*THE PROBLEM*: Return each line from the records below that contains the word "blue", copied as it appears.
━━━━━━━━
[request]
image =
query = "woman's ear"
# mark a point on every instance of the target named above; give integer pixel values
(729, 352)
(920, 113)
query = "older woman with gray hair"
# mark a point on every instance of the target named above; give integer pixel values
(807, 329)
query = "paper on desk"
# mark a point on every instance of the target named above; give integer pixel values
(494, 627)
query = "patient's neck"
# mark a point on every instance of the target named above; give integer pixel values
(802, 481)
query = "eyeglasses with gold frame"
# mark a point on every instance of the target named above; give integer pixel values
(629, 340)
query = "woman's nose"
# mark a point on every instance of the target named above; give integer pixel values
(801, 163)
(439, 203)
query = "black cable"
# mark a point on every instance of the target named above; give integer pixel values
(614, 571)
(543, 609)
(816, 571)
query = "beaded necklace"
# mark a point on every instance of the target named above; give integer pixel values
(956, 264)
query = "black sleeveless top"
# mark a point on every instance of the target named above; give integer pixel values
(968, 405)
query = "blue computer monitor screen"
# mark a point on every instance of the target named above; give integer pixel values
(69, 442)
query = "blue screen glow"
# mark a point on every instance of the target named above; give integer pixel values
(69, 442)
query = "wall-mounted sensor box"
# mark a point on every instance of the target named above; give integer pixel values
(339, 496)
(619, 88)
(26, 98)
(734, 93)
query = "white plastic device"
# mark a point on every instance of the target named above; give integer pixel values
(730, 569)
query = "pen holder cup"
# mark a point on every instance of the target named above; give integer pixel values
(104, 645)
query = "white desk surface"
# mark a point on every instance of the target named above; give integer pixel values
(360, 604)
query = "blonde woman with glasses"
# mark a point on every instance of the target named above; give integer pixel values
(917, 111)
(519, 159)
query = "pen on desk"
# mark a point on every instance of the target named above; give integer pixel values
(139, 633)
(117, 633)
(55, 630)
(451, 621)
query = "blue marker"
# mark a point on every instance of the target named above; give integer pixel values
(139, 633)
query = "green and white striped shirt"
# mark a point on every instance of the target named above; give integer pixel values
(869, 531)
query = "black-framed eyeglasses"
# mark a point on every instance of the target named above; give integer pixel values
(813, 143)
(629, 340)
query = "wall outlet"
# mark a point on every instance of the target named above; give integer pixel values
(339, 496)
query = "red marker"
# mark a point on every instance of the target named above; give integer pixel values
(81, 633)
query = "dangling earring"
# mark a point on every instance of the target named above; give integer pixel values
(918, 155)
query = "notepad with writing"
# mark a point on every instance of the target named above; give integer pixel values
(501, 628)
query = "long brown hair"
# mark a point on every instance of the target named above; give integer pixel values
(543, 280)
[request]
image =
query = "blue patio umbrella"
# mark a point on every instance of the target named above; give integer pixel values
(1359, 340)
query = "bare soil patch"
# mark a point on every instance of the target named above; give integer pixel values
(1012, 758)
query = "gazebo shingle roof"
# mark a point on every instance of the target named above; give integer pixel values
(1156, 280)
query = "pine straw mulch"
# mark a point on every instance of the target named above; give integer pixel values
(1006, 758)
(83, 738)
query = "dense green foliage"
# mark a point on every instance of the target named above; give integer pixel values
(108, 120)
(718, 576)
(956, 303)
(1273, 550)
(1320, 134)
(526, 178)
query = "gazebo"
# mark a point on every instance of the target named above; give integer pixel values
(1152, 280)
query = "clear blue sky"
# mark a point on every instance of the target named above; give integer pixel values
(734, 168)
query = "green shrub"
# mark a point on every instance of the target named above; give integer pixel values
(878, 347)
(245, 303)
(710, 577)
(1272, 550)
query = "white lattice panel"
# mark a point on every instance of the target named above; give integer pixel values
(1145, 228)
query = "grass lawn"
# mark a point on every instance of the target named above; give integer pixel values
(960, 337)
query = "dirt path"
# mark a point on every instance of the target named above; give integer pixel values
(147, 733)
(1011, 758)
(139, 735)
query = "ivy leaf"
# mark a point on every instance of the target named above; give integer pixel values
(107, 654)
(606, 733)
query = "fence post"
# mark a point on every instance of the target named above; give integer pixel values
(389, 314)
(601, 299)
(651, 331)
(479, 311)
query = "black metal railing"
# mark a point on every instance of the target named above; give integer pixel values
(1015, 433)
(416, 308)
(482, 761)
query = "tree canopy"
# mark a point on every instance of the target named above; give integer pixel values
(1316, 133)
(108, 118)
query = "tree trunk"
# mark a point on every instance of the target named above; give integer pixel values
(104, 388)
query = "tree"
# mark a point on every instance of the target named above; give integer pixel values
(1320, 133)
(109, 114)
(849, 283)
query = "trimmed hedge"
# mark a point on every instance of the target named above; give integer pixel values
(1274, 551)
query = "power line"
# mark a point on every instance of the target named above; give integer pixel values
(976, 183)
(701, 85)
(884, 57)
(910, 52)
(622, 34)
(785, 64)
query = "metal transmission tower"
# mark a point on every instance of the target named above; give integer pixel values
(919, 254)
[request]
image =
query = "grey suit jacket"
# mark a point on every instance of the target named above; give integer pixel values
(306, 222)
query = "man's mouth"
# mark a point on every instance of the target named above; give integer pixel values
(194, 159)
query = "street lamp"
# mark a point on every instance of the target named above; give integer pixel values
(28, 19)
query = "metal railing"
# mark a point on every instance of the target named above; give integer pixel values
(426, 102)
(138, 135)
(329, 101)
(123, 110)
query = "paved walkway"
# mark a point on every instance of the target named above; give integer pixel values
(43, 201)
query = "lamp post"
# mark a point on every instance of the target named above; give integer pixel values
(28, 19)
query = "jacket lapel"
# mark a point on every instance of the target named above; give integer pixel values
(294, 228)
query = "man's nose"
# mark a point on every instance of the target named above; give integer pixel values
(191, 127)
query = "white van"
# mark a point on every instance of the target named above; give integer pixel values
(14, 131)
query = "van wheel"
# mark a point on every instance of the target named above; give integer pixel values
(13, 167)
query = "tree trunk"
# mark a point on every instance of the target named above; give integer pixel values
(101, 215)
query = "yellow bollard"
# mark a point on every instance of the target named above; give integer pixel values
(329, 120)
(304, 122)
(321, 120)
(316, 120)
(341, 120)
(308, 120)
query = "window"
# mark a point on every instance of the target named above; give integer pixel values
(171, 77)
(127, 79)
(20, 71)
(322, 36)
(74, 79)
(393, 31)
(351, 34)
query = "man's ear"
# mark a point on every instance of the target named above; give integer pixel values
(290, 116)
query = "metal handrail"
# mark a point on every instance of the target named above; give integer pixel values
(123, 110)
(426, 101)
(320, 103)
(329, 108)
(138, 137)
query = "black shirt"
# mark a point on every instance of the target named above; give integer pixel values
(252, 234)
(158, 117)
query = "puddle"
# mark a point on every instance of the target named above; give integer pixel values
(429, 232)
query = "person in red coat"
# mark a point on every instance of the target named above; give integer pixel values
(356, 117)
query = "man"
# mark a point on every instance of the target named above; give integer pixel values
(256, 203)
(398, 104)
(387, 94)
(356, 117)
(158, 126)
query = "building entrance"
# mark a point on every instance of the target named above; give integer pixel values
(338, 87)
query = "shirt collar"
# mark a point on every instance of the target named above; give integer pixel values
━━━━━━━━
*FULL ANSWER*:
query = "blue computer monitor screen"
query = "blue screen glow"
query = "blue marker"
query = "blue patio umbrella"
query = "clear blue sky"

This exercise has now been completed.